Copy out every line of the records below word for word, leaving out the pictures.

::::

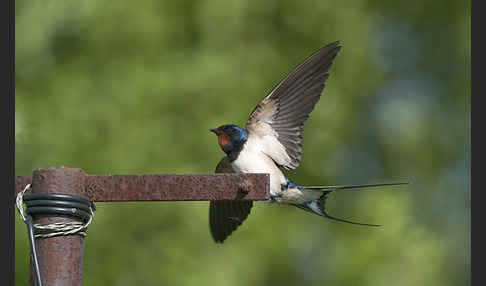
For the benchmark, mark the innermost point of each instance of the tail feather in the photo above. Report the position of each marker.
(318, 206)
(347, 187)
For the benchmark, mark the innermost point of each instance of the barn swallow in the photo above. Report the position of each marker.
(273, 140)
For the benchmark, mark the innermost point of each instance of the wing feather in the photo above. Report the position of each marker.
(282, 113)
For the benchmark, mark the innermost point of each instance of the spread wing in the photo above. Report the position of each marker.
(279, 119)
(226, 216)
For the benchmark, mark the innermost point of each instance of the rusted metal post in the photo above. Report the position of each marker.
(60, 258)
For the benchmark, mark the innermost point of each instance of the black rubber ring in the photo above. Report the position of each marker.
(58, 197)
(52, 203)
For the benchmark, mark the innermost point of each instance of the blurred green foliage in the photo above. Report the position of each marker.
(124, 88)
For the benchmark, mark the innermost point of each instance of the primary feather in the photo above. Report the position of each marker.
(279, 119)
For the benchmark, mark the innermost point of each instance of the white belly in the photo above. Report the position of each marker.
(252, 160)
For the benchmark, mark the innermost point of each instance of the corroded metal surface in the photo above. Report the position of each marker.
(170, 187)
(60, 258)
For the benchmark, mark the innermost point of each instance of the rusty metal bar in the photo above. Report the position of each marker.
(170, 187)
(60, 258)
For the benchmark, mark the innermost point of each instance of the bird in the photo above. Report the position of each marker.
(272, 141)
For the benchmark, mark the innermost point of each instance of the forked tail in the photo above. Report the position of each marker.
(318, 206)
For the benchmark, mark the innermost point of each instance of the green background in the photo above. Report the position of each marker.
(114, 87)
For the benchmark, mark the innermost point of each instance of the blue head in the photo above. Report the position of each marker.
(230, 137)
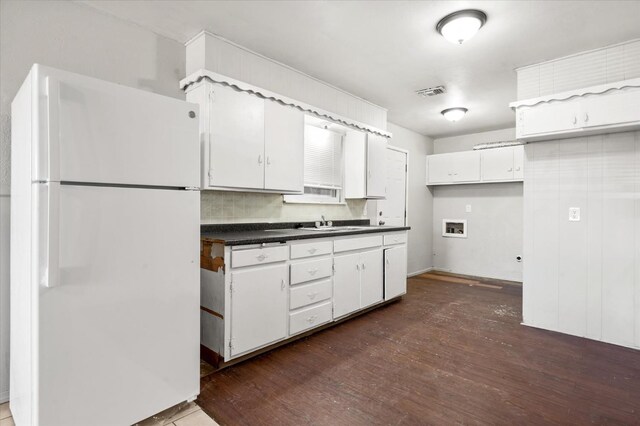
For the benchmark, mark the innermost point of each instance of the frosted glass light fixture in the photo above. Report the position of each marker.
(454, 114)
(460, 26)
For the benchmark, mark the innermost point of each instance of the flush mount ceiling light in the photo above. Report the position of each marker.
(460, 26)
(454, 114)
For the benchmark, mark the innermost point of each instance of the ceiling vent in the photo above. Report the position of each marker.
(431, 91)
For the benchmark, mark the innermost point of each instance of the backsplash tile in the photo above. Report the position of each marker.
(234, 207)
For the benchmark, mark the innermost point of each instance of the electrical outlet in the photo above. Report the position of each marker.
(574, 214)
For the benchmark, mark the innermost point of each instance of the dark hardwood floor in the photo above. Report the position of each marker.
(448, 353)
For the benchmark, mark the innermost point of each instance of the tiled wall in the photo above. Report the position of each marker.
(230, 207)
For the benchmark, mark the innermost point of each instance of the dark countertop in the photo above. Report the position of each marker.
(258, 233)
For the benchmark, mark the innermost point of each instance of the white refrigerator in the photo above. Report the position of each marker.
(104, 252)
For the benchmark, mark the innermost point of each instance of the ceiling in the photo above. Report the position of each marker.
(384, 51)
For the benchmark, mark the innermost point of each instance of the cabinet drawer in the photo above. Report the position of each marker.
(309, 318)
(315, 248)
(310, 270)
(258, 256)
(395, 239)
(310, 293)
(357, 243)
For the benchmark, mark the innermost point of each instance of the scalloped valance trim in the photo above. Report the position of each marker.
(202, 74)
(593, 90)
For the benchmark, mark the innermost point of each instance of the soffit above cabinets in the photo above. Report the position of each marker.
(245, 87)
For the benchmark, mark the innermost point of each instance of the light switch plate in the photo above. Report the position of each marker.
(574, 214)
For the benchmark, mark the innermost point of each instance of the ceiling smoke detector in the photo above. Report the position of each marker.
(431, 91)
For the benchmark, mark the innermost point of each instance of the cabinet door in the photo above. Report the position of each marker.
(615, 108)
(258, 307)
(548, 118)
(346, 284)
(395, 272)
(466, 166)
(236, 154)
(439, 168)
(376, 165)
(371, 285)
(497, 164)
(284, 148)
(518, 162)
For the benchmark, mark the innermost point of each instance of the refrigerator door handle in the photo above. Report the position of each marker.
(50, 233)
(53, 129)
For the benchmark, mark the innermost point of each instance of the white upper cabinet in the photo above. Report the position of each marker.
(497, 164)
(599, 109)
(283, 146)
(236, 139)
(456, 167)
(488, 165)
(617, 108)
(556, 117)
(355, 167)
(248, 142)
(439, 169)
(502, 164)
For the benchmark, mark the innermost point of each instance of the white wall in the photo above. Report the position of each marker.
(420, 197)
(77, 38)
(216, 54)
(583, 278)
(494, 223)
(494, 230)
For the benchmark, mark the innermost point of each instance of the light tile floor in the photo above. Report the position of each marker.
(187, 415)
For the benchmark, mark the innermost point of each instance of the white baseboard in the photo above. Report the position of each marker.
(413, 274)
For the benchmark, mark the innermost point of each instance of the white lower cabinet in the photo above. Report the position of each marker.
(308, 294)
(395, 271)
(371, 287)
(346, 284)
(309, 318)
(258, 295)
(357, 281)
(258, 307)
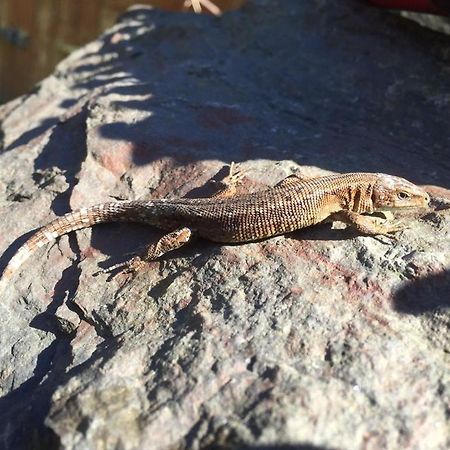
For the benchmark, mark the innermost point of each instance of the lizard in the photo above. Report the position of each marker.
(228, 217)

::::

> _Full output_:
For the benchmark, mark the innermost point of each instance of the tail feather in the photo above. Report the position of each marker.
(318, 206)
(347, 187)
For the benchmark, mark the innermost point of each instance of the barn swallow in the photo above. Report the position of each marker.
(273, 140)
For the benchmark, mark the innermost point of each instance of the wing feather in the photo above. Report the position of each marker.
(282, 113)
For the benchmark, mark the innermost point of each instance of the spread wing in the photo above. Report the position of each marker.
(279, 119)
(226, 216)
For the benchmark, mark the innermost point of each instance of the rusted metal post in the photo above. Report the position of each marker.
(60, 258)
For the benchmark, mark the innermost point of each instance of the black rubber ring in the photo above. Report the position of each marker.
(58, 197)
(52, 203)
For the benchmark, mark the innermost point of each instance of the blurred green foliage in the photo above. Report the position of each marker.
(124, 88)
For the benchmark, mark the innermost point of each instance of the primary feather in the photo above. Report the position of each marker.
(279, 119)
For the benchmark, mark the innermost point of each instance of the white belly in the photo above. Report the position of each marker.
(252, 160)
For the benchmark, mark the innermost point of each instance of the corroded metal surface in the photo above. Report the position of each marker.
(170, 187)
(60, 258)
For the benchmark, mark the innermost point of each instance of the rusty metal bar in the photo above. Report the position of each marker.
(170, 187)
(60, 258)
For the benchmark, mark the innermost point of each instance of the bird in the photo above. Report the position of each marker.
(272, 141)
For the benchmark, mark the innermost point of each instance of the forked tail in the photo above. Report the position of each marker.
(318, 206)
For the benchmark, mark the innermost point of each instance of the green background in the photo above. Report the position of each marker.
(114, 87)
For the benchmark, mark the innermost point of each instance of the blue head in the photo above. Report the position of each marker.
(230, 137)
For the benchmark, mark the innermost point of each instance of the frosted glass light fixture in the photo above. Report the position of each marker.
(454, 114)
(460, 26)
For the benchmark, mark the innermost point of each instance of the flush mount ceiling light in the photo above. Report the position of each marker.
(460, 26)
(454, 114)
For the benchmark, mark the innermost point of each instance of the ceiling vent in the photo above. Report the position of each marker.
(431, 91)
For the benchmark, mark the innermost point of each instance of the backsplash tile in the photo above. Report the position of each marker.
(234, 207)
For the benchmark, mark the innermost point of each instance of the electrical outlet in the photo above. Report the position of each marker.
(574, 214)
For the benchmark, mark the innermost point of each instance of the dark hardwood floor in the photo above. Report the position of each marker.
(448, 353)
For the benchmark, mark the innermost point of each instance of the tiled wall in the photo above. Report the position of each marker.
(230, 207)
For the benchmark, mark the innermost point of each instance of the dark countertop in the photo above. Report the position of each marker.
(258, 233)
For the benchmark, mark the innermost point of each instance of the white refrigerator in the photo above. Report the position of each marker.
(104, 252)
For the benchmark, mark the innermost point of each instance of the ceiling in the photo above. Report the position of each marker.
(384, 51)
For the benchmark, mark the innermost point of each instance of the cabinet drawer in the photo above. Report the position of each marker.
(309, 318)
(315, 248)
(310, 270)
(258, 256)
(395, 239)
(310, 293)
(357, 243)
For the benchmark, mark the innermost point of each instance of the scalloped valance trim in the photo above. Report the position of each marker.
(202, 74)
(593, 90)
For the benchmark, mark the innermost point of each instance of the soffit above cabinets in the photo above. Report the position of each marker.
(245, 87)
For the benchmark, mark the innermost point of each instance of the light switch plate in the photo above. Report the position of each marker.
(574, 214)
For the benchmark, mark the innermost point of each instance of the ceiling smoke detector in the photo above. Report the position of each marker.
(431, 91)
For the benchmark, mark the innermost point of each instance of the cabinet door in the photo above. Report the position of each marker.
(615, 108)
(258, 307)
(548, 118)
(346, 284)
(395, 272)
(466, 166)
(236, 154)
(439, 168)
(376, 165)
(371, 285)
(497, 164)
(284, 148)
(518, 162)
For the benchmark, mark the innermost point of each instance of the refrigerator door handle in the photo above. Report the position of each marker.
(50, 233)
(53, 129)
For the benchmark, mark the innermost point of each instance of the white upper cabinet in the photo above. Report the position of each marker.
(497, 164)
(599, 109)
(283, 146)
(236, 139)
(456, 167)
(488, 165)
(617, 108)
(556, 117)
(355, 167)
(248, 142)
(439, 169)
(502, 164)
For the benchmark, mark the innermost point of each instance of the white wall in the photo above. Report the position of each marker.
(420, 197)
(77, 38)
(216, 54)
(583, 278)
(494, 223)
(494, 230)
For the benchmark, mark the innermost point of each instance of the light tile floor in the photo above. Report the position of each marker.
(187, 415)
For the benchmark, mark the innermost point of each instance of the white baseboard in the photo above. Report the position of each marker.
(413, 274)
For the benchmark, mark the innermost point of each instance of the white lower cabinet in the photo above. Report the position of each marker.
(308, 294)
(395, 271)
(371, 287)
(346, 284)
(309, 318)
(258, 295)
(357, 281)
(258, 307)
For the benchmark, mark the innermost point of each instance of the lizard in the photo above. Report the position of each marker.
(228, 217)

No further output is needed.